▶ **Exercício**: Traduza para inglês a seguinte frase do texto da página: «Um sucesso substancial que toma tal expressão, também não consente especulações críticas, particularmente, se estas pretenderem tomar uma feição adversa.»

Neste dia… em 1968, Sporting goleia os espanhóis do Valência por 4-0

Lourenço faz o 1-0.

TAÇA DAS CIDADES COM FEIRA SPORTING: UM PASSO GIGANTESCO

Por Encarnação Viegas

Ganhou o Sporting. Quatro a zero. Marca concludente que, a avaliar pela expressão numérica, não deixa margem para dúvidas. Sobretudo àqueles que não estiveram em Alvalade. Um sucesso substancial que toma tal expressão, também não consente especulações críticas, particularmente, se estas pretenderem tomar uma feição adversa.

A equipa «leonina» teve, porém, ontem à noite, a par de períodos de futebol verdadeiramente louváveis, outros, excessivamente longos, em que a sua sua actividade se revestiu de aspectos pouco laudatórios, quer na produtividade, quer ainda, e, em especial, na esquemática posicional que alardeou. Esqueçamos, embora não totalmente os segundos e reconheçamos que o Sporting de ontem, no decurso dos primeiros quinze minutos, plenos de «elan e de entusiasmo, e depois, após os 2-0 quando a traço mais firme começou a esboçar-se o triunfo, chegou a atingir excelente laboração ofensiva, com uma frente de ataque, cuja extensão, chegou a medir-se pela largura do rectângulo: Quando Marinho (no segundo tempo) e Chico permaneceram, mais tempo, junto às linhas laterais ou, quando Lourenço e Ernesto procuraram, perto delas e, no sentido longitudinal, os espaços, as zonas que a marcação individual dos levantinos consentia, uma movimentação acelerada, em variações bruscas de ritmo, então sim, o Sporting sugeriu a ideia de que poderá vir a ser uma autêntica equipa, no colectivismo dos esforços, no entendimento dos sectores, já que a turma parece reencontrar o processo linear de caminhar para a rede e, o que legitima ainda mais as esperanças verde-brancas, começa a visar, convictamente, a baliza, com forca, direcção e… oportunidade.

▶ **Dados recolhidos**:
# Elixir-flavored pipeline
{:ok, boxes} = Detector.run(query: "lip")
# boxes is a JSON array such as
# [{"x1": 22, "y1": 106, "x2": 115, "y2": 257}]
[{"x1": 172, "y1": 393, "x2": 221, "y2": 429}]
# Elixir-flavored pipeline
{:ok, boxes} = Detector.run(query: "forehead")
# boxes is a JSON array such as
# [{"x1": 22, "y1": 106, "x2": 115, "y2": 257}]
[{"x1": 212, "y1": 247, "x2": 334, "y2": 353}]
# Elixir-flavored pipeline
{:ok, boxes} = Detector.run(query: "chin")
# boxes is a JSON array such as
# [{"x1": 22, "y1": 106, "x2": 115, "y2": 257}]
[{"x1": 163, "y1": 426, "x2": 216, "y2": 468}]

▶ **Resolução**: A substantial success of such magnitude also allows no room for critical speculation, particularly if that speculation were to take an unfavorable turn.